* Estratto del testo *
• • •
Si chiama Ruben Santopietro e si occupa di Digital Marketing applicato al settore del turismo. La sua startup Visit Italy è diventato un punto di riferimento sul web e ha superato il mezzo milione di visitatori su Facebook. Il progetto nasce dalla necessità di valorizzare i beni culturali della nostra penisola attraverso mirate strategie di mercato, supportata dall’azienda Marketing Italia, che negli ultimi due anni ha finanziato i progetti “Visit Naples” e “Visit Venezia”. Anteprima24 ha incontrato il giovane imprenditore.

Come è riuscito a conquistare il web con il proprio brand?
• • •
* Elenco *
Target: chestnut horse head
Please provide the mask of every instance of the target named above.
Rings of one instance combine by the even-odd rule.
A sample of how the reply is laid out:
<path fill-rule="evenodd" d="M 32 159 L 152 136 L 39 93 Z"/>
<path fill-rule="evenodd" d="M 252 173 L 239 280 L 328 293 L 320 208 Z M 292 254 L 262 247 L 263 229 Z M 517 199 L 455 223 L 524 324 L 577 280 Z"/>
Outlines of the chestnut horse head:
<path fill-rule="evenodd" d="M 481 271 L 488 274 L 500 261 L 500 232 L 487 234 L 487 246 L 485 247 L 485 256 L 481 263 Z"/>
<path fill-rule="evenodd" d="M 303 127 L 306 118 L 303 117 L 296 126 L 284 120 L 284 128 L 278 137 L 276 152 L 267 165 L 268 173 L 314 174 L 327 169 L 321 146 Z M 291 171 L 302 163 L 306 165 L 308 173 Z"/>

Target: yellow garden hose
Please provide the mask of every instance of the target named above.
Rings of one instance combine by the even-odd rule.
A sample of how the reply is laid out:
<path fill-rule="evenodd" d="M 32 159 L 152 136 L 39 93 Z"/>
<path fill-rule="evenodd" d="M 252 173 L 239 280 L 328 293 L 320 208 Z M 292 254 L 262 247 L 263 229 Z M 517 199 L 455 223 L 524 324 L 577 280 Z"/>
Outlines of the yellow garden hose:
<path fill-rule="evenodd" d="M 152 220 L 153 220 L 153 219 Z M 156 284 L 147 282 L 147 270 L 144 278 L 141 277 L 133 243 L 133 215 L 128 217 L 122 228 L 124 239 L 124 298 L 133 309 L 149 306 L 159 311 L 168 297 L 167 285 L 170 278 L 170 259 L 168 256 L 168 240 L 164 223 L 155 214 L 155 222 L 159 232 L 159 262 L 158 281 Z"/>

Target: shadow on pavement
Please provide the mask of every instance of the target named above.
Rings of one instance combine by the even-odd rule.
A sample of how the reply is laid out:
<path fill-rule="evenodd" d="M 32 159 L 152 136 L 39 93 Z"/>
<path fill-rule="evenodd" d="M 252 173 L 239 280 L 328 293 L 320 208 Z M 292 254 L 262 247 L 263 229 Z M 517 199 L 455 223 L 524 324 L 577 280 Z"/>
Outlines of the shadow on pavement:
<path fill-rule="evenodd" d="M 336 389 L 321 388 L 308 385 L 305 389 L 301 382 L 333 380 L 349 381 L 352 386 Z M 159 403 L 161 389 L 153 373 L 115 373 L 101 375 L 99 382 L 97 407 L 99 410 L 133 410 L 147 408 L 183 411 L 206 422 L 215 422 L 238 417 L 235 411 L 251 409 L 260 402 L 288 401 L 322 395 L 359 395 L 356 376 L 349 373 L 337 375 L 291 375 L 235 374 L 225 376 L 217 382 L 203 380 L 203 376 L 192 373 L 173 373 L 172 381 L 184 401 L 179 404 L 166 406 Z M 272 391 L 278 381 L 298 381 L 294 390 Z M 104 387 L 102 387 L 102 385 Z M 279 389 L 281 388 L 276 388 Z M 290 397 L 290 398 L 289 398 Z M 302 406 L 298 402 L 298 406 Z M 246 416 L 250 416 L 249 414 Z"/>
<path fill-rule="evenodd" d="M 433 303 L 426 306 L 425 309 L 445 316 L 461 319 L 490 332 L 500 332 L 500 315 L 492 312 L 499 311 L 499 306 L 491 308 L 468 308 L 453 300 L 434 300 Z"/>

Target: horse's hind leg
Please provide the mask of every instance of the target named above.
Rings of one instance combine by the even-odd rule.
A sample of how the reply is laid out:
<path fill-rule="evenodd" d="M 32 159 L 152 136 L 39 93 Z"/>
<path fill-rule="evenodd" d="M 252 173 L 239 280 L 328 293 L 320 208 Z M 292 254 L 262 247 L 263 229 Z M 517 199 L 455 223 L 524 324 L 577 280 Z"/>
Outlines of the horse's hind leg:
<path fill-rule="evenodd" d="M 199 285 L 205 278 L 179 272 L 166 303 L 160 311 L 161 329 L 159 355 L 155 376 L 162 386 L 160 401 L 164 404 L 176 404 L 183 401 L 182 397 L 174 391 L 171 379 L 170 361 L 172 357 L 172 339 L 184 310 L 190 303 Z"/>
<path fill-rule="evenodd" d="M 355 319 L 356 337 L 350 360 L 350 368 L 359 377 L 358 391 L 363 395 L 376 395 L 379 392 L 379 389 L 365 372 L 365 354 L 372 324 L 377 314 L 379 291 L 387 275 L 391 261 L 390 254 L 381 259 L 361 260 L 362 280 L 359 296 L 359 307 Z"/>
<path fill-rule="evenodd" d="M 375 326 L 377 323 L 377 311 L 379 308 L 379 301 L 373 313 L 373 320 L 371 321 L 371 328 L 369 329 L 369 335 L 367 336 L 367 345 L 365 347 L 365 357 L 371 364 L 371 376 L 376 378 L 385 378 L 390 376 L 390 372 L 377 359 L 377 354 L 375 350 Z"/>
• • •
* Istruzioni e requisiti *
Riprendi l'intervista a Ruben Santopietro sulla startup Visit Italy e scrivi il seguito a partire dall'ultima frase riportata.

* Risposta alla consegna *
Fin dal 2016, l’anno della fondazione della società, abbiamo sempre provato a raccontare il “perché” di cosa stessimo facendo. In ogni comunicazione o azione di marketing adottata, al centro c’è sempre stato il motivo che spinge ognuno di noi in azienda a svegliarsi la mattina, un motivo più grande del solo fine pubblicitario. Il nostro obiettivo è raccontare al mondo l’Italia autentica, quella delle eccellenze, del paese con il maggior numero di siti Unesco al mondo, l’Italia delle tradizioni, culturali e culinarie, dal Trentino fino alla Sicilia. Da quando è partita tre anni fa Marketing Italia, abbiamo sempre lavorato a progetti e sfide che ci emozionassero… ed è una vera e propria magia che si crea, più ti emoziona quello che fai, più l’anima della tua comunicazione inizia a splendere.

Come ha fatto a rendere più visibile la sua azienda nel web?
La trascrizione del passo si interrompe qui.